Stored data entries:
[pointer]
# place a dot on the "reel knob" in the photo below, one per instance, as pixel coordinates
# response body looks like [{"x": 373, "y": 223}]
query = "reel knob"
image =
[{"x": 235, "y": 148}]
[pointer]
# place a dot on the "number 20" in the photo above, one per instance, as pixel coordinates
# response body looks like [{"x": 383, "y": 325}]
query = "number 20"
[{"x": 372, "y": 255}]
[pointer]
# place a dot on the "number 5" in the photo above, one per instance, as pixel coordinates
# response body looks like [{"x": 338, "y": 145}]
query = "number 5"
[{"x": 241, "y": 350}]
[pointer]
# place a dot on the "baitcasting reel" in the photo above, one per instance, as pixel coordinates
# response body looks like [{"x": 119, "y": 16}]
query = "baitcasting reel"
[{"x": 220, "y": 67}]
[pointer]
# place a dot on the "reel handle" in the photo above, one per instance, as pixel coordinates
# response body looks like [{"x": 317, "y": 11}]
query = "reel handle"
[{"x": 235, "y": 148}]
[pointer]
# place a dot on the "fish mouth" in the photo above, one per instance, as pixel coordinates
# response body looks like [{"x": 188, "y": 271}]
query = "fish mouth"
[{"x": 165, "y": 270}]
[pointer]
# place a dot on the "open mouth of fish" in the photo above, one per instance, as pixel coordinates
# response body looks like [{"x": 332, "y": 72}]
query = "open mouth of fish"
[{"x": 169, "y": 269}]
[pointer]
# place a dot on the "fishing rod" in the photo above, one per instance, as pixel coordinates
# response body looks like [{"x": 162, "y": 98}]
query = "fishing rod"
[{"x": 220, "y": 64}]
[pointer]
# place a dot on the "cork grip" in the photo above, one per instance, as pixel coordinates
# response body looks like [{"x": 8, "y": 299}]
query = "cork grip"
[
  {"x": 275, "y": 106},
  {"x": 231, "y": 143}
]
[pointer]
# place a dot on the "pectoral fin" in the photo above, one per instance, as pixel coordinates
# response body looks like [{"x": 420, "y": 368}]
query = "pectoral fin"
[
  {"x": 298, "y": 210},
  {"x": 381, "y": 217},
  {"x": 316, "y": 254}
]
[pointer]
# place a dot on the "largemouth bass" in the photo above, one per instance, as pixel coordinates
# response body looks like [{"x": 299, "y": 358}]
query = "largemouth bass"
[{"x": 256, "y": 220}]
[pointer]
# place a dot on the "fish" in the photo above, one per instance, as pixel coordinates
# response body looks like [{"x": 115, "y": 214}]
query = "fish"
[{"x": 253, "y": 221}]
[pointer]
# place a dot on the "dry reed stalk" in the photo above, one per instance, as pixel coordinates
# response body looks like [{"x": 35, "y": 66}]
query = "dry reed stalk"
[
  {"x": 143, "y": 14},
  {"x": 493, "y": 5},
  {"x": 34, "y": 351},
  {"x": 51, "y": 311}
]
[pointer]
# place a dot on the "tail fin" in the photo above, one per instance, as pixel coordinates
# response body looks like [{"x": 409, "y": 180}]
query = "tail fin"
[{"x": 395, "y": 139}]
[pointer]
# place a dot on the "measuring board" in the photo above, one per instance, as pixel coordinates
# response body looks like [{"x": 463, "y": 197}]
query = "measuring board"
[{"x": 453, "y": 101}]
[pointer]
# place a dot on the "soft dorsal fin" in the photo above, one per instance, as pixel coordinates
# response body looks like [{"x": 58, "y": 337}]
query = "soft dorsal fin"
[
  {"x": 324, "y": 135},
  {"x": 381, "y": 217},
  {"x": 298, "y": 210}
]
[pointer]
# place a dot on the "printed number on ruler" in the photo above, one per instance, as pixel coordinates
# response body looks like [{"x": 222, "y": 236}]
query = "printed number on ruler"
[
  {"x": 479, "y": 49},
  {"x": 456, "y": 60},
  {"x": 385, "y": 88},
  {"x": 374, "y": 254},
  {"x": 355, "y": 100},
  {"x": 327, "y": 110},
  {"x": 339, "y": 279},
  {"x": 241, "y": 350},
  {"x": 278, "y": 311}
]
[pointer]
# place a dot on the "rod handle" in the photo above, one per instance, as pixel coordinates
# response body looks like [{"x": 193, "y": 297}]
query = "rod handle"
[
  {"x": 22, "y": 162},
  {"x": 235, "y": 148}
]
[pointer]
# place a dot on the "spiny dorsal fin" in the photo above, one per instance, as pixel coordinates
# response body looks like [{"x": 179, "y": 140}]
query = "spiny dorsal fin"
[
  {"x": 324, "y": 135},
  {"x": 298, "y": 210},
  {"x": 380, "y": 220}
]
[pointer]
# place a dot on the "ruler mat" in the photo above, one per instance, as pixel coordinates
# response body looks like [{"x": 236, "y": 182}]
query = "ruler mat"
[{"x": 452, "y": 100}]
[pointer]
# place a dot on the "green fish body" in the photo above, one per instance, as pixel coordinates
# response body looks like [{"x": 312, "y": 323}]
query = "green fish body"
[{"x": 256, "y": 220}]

- [Work order] Every record, start to finish: reproduce it word for word.

- [Written solution]
[pointer]
# place a dot on the "reel knob" in the photo below, one per instance, as pixel coordinates
# response body looks like [{"x": 373, "y": 223}]
query = "reel knob"
image =
[{"x": 235, "y": 148}]
[pointer]
# place a dot on the "number 20" in the photo above, one per instance, as pixel coordinates
# response body looks like [{"x": 383, "y": 325}]
query = "number 20"
[{"x": 372, "y": 255}]
[pointer]
# place a dot on the "number 5" in the photo above, one per instance, as pixel coordinates
# response body looks like [{"x": 338, "y": 145}]
query = "number 5"
[{"x": 241, "y": 350}]
[pointer]
# place a dot on the "baitcasting reel" in the photo above, one per instance, as pixel coordinates
# response body looks like [{"x": 119, "y": 16}]
query = "baitcasting reel"
[{"x": 220, "y": 67}]
[pointer]
# place a dot on the "reel handle" in the photo above, one per instance, as pixel coordinates
# response body looks like [{"x": 317, "y": 11}]
query = "reel handle"
[{"x": 235, "y": 148}]
[pointer]
# place a dot on the "fish mouth" in the photo above, one per instance, as pixel coordinates
# response body looks like [{"x": 188, "y": 271}]
query = "fish mouth"
[{"x": 165, "y": 270}]
[pointer]
# place a dot on the "open mouth of fish" in the photo above, one per instance, as pixel coordinates
# response body looks like [{"x": 332, "y": 72}]
query = "open mouth of fish"
[{"x": 169, "y": 269}]
[pointer]
# place a dot on the "fishing rod" in the photo above, one per instance, as pixel coordinates
# response body looks like [{"x": 162, "y": 98}]
query = "fishing rod"
[{"x": 220, "y": 64}]
[pointer]
# place a dot on the "cork grip" in the photo above, one per instance, as pixel coordinates
# response body looks like [{"x": 8, "y": 299}]
query = "cork grip"
[
  {"x": 275, "y": 106},
  {"x": 231, "y": 143}
]
[pointer]
# place a dot on the "pectoral fin" in the photo above, one per instance, as pixel coordinates
# response body looks like [{"x": 420, "y": 368}]
query = "pectoral fin"
[
  {"x": 298, "y": 210},
  {"x": 381, "y": 217},
  {"x": 316, "y": 254}
]
[pointer]
# place a dot on the "largemouth bass" in the photo above, one per instance, as pixel coordinates
# response body looks like [{"x": 299, "y": 358}]
query = "largemouth bass"
[{"x": 256, "y": 220}]
[pointer]
# place a dot on the "fish" in the photo above, one per instance, as pixel coordinates
# response body looks like [{"x": 115, "y": 214}]
query = "fish"
[{"x": 253, "y": 221}]
[pointer]
# place a dot on the "dry reed stalk" in the photo above, one per instance, as pixel coordinates
# response body looks like [{"x": 35, "y": 66}]
query = "dry reed stalk"
[
  {"x": 143, "y": 14},
  {"x": 493, "y": 5},
  {"x": 34, "y": 351},
  {"x": 51, "y": 311}
]
[pointer]
# place a dot on the "tail fin" in the photo above, one per instance, as pixel coordinates
# response body looks like [{"x": 409, "y": 180}]
query = "tail fin"
[{"x": 395, "y": 139}]
[pointer]
# place a dot on the "measuring board" in the photo above, one per instance, as pixel coordinates
# response body looks like [{"x": 463, "y": 197}]
query = "measuring board"
[{"x": 453, "y": 101}]
[pointer]
# place a dot on the "soft dorsal fin" in the photo above, one per instance, as pixel coordinates
# response body looks like [{"x": 58, "y": 337}]
query = "soft dorsal fin"
[
  {"x": 324, "y": 135},
  {"x": 381, "y": 217},
  {"x": 298, "y": 210}
]
[pointer]
# place a dot on the "printed number on ruler" in the photo above, one per instance, as pixel coordinates
# response body looks like [{"x": 222, "y": 236}]
query = "printed number on ruler"
[
  {"x": 479, "y": 49},
  {"x": 456, "y": 60},
  {"x": 385, "y": 88},
  {"x": 374, "y": 254},
  {"x": 355, "y": 100},
  {"x": 327, "y": 110},
  {"x": 339, "y": 279},
  {"x": 241, "y": 350},
  {"x": 278, "y": 311}
]
[pointer]
# place a dot on the "rod handle" in the photo above, one per instance, as pixel coordinates
# response body looks like [{"x": 193, "y": 297}]
query = "rod handle"
[
  {"x": 22, "y": 162},
  {"x": 235, "y": 148}
]
[pointer]
# place a dot on the "spiny dorsal fin" in the photo above, one per instance, as pixel coordinates
# response body looks like [{"x": 179, "y": 140}]
query = "spiny dorsal fin"
[
  {"x": 324, "y": 135},
  {"x": 298, "y": 210},
  {"x": 380, "y": 220}
]
[pointer]
# place a dot on the "ruler mat" in the photo above, one per instance, as pixel coordinates
# response body looks like [{"x": 236, "y": 182}]
query = "ruler mat"
[{"x": 452, "y": 100}]
[pointer]
# place a dot on the "green fish body" in the photo above, one per instance, as pixel coordinates
# response body looks like [{"x": 312, "y": 323}]
query = "green fish body"
[{"x": 256, "y": 220}]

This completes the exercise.